■ Problem details: Continue the news report on Senator Lacson's call for a more assertive COVID-19 vaccination drive, starting after its last sentence.

■ Excerpt to read:
More assertiveness from the country’s vaccination czars and more flexibility for implementers and decision-makers on the ground will be crucial to the success of the government’s efforts to accelerate its COVID-19 vaccination drive and achieve herd immunity quickly, Sen. Panfilo M. Lacson said.
Lacson stressed this following a meeting Thursday night between him, Senate President Vicente Sotto III and Sen. Ronald dela Rosa on one hand, and testing czar Vivencio Dizon and contact tracing czar Baguio City Mayor Benjamin Magalong on the other.
He also said the Senate will conduct a Committee of the Whole hearing on Tuesday, June 15, to exercise its oversight function on the government’s utilization of its P82.5-billion for the vaccination program and to evaluate the protocols and guidelines used by the Inter-Agency Task Force on the Management of Emerging Infectious Diseases. The hearing is initially scheduled at 10 a.m.
“We advised them to be more assertive. Senate President Sotto even said that if they are sure they are right and their ‘superiors’ are wrong, they can ‘defy’ them. Also, it is the people on the ground such as mayors who can appreciate the situation better. So it is important that they be given flexibility and more autonomy in the implementation of the vaccination program,” Lacson said in an interview on CNN Philippines.
“It’s very important that our people will trust the vaccines. Our people should get the jab done and the government should get the job done. If people see shortcomings or lapses on the part of the government, how could you improve people’s trust in vaccines?” he added.
Lacson said that while vaccine czar Carlito Galvez Jr. – who was to receive vaccines that arrived in the Philippines Thursday night – is “too patient to a fault,” patience is sometimes “not a virtue when it comes to emergency situations.” He added it is good that Dizon and Magalong are there to assist and support him.
On the other hand, Lacson said those implementing the vaccination program should get enough leeway to make decisions on the ground.
Besides, he said many young leaders are showing they can get the job done, with San Juan under Mayor Francis Zamora likely to be the first city in Metro Manila or even the whole country to achieve the 70-percent target for herd immunity.

■ Entries provided:
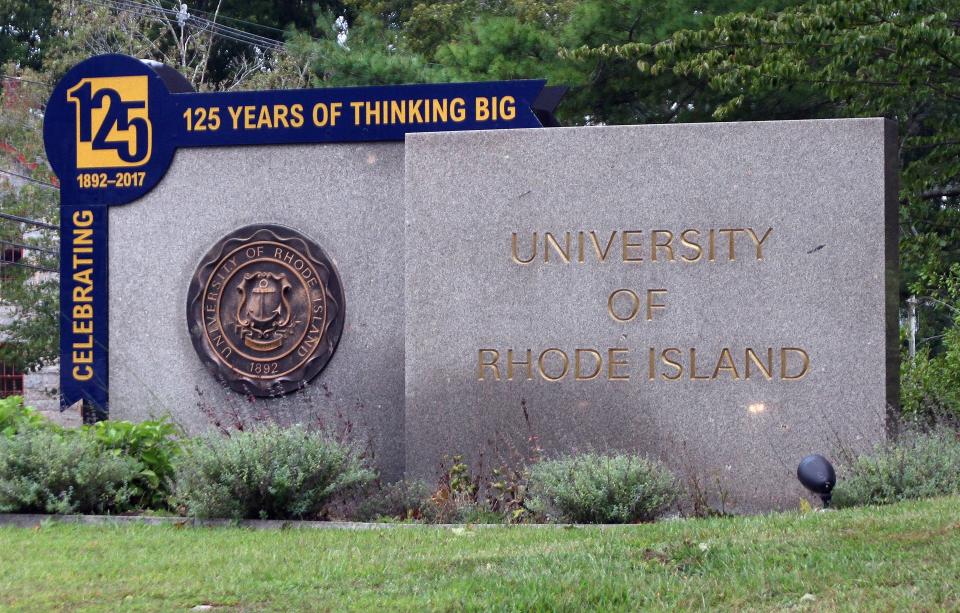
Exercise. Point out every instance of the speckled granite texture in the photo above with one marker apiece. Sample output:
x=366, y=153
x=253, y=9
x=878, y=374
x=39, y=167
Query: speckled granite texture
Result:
x=826, y=188
x=349, y=199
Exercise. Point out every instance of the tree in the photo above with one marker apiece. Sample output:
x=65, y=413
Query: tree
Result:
x=849, y=58
x=24, y=28
x=29, y=295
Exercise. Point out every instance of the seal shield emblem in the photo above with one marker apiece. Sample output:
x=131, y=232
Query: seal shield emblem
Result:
x=265, y=310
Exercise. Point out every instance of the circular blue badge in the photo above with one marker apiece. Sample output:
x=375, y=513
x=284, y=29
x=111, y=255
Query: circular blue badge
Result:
x=107, y=131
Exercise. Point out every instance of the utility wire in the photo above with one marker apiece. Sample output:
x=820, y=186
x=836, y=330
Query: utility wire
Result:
x=31, y=179
x=32, y=222
x=10, y=78
x=32, y=247
x=4, y=263
x=205, y=24
x=235, y=20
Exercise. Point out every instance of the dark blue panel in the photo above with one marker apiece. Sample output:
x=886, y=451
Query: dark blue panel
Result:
x=83, y=306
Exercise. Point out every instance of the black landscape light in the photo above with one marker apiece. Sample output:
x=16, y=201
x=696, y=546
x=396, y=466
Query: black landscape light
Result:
x=817, y=475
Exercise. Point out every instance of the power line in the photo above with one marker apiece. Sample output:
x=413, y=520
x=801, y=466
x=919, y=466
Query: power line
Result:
x=235, y=20
x=32, y=222
x=21, y=79
x=31, y=179
x=205, y=24
x=31, y=247
x=22, y=265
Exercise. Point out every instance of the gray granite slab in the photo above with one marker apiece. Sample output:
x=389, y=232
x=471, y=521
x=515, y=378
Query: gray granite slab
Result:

■ Answer section:
He cited as well the efforts of young mayors Vico Sotto (Pasig City), Isko Moreno (Manila) and Rep. Camille Villar (Las Piñas), and Mayor Magalong himself, for encouraging their constituents to get the jab. “These are young, dynamic and progressive-thinking officials we need, more than those who insist on sticking to ‘traditional’ processes,” he said.
Lacson also noted many local government units face the dilemma of complying with President Rodrigo Duterte’s order to prioritize indigents, since their lists are based on the Department of Social Welfare and Development’s records dating back to 2015 or 2016.
Meanwhile, Lacson expressed hopes the vaccination program will be accelerated soon with more interventions from the private sector. A case in point is the Nayong Pilipino vaccination facility due to be activated in August, which could accomplish 12,000 inoculations per day, on top of a nearby facility which can accommodate 8,000 per day. Concerned government authorities are seen to improve the queueing system in their own facilities by following the lead of the private sector.
On the other hand, Lacson said the Senate is due to hold a hearing on June 15 to exercise its oversight functions on the vaccination program. He said Senate President Sotto already served notice to senators and those to be invited.
“We want to find out and keep track on the progress of the vaccination program. How many vaccines have been procured? How much more will be needed? That’s part of our oversight function. We want to be briefed because we are the ones who appropriate the budget. And under the law, we need to be informed how the appropriations are used,” he said.